--- Record excerpts Enclosed Below ---

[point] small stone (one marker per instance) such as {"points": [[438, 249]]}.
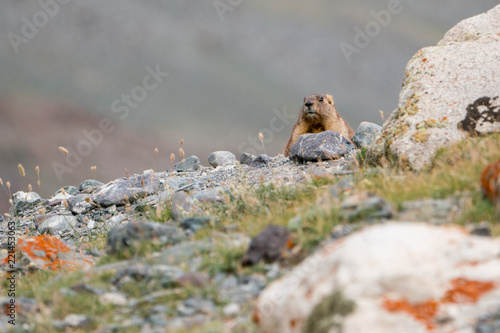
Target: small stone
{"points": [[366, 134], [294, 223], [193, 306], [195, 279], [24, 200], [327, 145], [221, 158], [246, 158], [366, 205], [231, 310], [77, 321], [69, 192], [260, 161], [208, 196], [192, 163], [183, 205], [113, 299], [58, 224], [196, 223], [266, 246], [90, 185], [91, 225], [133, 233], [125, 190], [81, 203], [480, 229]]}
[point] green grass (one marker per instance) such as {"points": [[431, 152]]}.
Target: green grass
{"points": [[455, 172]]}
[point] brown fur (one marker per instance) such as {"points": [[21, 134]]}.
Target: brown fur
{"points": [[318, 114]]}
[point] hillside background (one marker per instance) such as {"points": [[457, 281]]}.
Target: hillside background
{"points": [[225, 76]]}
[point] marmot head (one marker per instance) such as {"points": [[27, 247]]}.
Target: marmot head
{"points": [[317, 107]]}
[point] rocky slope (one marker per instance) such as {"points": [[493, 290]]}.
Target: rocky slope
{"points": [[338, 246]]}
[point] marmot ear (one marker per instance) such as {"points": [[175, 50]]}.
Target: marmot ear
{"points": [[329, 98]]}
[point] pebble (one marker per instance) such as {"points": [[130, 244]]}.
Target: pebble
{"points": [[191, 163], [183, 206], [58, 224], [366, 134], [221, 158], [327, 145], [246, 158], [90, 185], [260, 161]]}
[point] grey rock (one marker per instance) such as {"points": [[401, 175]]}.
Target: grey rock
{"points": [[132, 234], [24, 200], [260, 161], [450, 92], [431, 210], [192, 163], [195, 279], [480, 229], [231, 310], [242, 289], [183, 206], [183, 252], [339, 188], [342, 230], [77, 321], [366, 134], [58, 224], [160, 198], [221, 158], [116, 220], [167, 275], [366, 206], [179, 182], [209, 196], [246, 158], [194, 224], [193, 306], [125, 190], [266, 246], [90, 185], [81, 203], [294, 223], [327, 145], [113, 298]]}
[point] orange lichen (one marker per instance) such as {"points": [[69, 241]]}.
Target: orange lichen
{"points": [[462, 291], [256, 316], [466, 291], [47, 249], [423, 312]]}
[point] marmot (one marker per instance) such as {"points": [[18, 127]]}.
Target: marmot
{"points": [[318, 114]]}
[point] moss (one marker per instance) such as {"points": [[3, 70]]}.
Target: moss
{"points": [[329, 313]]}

--- End of Enclosed Record excerpts ---
--- Record excerpts Enclosed Below ---

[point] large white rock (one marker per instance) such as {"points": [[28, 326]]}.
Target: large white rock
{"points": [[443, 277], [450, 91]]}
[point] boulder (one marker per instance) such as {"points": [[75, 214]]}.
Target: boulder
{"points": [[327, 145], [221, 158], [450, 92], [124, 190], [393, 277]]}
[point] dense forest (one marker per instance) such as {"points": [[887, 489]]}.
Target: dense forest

--- End of Enclosed Record excerpts ---
--- Record excerpts Enclosed Below ---

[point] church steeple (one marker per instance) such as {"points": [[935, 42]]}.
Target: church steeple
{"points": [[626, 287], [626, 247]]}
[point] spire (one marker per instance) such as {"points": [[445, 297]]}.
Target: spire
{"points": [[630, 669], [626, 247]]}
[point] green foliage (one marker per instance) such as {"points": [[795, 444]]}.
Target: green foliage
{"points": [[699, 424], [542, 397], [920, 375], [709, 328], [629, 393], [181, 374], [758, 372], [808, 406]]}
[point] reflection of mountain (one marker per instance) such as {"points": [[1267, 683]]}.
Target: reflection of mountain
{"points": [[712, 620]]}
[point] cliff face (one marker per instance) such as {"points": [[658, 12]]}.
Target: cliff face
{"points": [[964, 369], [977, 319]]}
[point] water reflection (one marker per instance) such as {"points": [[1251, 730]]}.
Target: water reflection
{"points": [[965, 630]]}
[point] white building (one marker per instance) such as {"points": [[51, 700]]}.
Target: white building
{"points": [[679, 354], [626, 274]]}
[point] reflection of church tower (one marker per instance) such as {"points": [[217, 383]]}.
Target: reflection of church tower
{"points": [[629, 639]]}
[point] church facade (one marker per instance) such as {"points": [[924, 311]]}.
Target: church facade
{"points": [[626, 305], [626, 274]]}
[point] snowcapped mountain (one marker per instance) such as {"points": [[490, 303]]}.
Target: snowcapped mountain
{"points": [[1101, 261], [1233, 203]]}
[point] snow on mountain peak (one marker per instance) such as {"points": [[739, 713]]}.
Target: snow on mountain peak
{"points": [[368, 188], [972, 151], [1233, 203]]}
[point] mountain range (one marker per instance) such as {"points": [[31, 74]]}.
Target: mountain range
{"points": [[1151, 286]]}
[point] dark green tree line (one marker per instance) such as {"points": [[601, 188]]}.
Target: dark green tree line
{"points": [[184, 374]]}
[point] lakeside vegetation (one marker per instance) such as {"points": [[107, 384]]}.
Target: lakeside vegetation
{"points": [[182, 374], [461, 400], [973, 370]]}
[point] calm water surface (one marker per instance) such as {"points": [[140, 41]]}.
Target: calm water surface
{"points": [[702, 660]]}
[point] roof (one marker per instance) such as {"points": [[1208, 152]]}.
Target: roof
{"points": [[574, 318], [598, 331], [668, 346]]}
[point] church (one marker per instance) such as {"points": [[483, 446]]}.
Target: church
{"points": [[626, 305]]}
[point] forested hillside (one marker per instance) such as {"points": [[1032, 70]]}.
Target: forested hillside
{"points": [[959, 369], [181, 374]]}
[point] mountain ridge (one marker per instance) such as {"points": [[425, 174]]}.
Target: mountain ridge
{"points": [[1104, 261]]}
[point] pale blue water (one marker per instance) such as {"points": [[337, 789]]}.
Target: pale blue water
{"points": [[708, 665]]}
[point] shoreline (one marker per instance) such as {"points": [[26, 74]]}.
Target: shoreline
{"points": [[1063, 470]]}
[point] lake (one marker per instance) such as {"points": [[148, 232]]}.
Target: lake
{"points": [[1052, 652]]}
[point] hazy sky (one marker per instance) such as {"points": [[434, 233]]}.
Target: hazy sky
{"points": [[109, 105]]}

--- End of Enclosed Record excerpts ---

Work to complete: Check every line of the data above for the string "dense", and copy those that have it.

Task output:
[point] dense forest (one marker per instance) such as {"points": [[887, 489]]}.
Target: dense forest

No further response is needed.